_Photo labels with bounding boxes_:
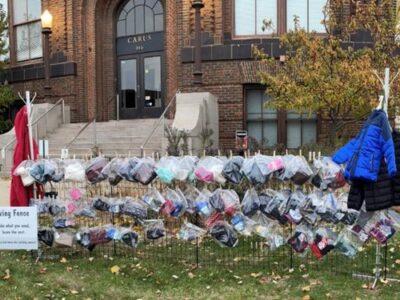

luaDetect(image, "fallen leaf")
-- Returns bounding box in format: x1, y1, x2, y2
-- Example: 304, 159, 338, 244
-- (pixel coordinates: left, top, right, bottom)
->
2, 269, 11, 280
111, 265, 121, 275
60, 257, 67, 264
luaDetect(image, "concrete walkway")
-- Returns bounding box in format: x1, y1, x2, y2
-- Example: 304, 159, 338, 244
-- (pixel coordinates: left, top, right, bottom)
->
0, 179, 11, 207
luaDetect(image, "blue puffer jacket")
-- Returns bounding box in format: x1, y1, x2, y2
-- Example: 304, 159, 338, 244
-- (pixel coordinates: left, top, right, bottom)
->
332, 110, 397, 181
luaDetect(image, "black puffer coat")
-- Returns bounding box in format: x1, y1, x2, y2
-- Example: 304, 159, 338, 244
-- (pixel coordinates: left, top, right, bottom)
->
347, 131, 400, 211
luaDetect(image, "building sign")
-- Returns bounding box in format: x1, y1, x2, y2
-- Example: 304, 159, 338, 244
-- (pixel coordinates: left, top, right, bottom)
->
117, 32, 164, 55
236, 130, 249, 150
0, 207, 38, 250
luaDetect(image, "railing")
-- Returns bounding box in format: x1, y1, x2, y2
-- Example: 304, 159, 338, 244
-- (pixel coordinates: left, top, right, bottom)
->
140, 90, 181, 157
1, 98, 65, 173
64, 118, 97, 149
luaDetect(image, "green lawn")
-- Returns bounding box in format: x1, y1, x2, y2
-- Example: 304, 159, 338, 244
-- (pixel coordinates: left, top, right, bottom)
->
0, 241, 400, 299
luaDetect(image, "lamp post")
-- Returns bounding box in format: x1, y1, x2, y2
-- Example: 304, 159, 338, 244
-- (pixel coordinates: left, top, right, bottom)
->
192, 0, 204, 85
41, 9, 53, 96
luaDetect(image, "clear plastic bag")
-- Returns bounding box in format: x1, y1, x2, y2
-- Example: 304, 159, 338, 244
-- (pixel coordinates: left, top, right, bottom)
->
210, 221, 239, 248
64, 159, 86, 182
241, 188, 260, 217
85, 156, 108, 183
155, 156, 179, 184
160, 188, 187, 218
310, 228, 337, 259
231, 212, 257, 236
287, 225, 313, 253
241, 157, 268, 185
118, 228, 139, 248
13, 160, 35, 186
131, 158, 157, 185
222, 156, 244, 184
143, 188, 165, 213
177, 222, 207, 242
38, 228, 54, 247
121, 197, 147, 223
117, 157, 139, 182
194, 156, 226, 184
54, 231, 74, 248
144, 219, 166, 240
183, 186, 200, 214
101, 158, 123, 186
175, 155, 199, 181
335, 228, 362, 257
364, 212, 396, 245
196, 189, 214, 218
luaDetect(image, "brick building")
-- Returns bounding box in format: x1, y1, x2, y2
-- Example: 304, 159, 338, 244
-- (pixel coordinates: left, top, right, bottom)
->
0, 0, 394, 148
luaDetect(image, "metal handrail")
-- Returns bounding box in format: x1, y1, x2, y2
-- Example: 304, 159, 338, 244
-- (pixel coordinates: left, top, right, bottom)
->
64, 118, 97, 149
140, 90, 181, 156
31, 98, 65, 126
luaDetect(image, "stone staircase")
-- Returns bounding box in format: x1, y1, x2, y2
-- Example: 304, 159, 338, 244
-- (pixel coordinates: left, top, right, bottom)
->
47, 119, 166, 157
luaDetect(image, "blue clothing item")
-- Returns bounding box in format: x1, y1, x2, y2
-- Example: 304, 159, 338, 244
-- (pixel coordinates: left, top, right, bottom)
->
332, 109, 397, 181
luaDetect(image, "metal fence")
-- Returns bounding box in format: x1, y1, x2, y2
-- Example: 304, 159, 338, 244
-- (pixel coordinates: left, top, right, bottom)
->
34, 176, 400, 278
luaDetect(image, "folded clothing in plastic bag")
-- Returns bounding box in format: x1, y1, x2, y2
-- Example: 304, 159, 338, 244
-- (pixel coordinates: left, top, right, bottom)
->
177, 222, 207, 241
241, 188, 260, 217
144, 219, 166, 240
38, 229, 54, 247
101, 158, 123, 186
85, 157, 108, 183
143, 188, 166, 213
121, 198, 147, 222
222, 156, 244, 184
131, 158, 157, 185
210, 221, 239, 247
310, 228, 337, 259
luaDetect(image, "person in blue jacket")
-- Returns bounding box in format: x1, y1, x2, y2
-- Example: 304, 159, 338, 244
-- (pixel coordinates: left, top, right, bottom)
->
332, 109, 397, 181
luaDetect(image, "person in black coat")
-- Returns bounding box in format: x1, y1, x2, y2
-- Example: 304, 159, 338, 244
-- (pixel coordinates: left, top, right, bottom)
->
347, 131, 400, 211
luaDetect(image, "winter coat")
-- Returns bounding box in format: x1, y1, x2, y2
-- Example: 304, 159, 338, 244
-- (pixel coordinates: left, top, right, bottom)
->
347, 131, 400, 211
332, 110, 397, 181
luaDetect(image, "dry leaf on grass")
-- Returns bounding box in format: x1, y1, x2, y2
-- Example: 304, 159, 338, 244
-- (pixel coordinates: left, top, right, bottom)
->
2, 269, 11, 280
111, 265, 121, 275
301, 285, 311, 292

_WHAT TO DO_: Tally the lines of the listing that contain the string "puffer", and reply with the number alone.

_COMPLETE OUTPUT_: 2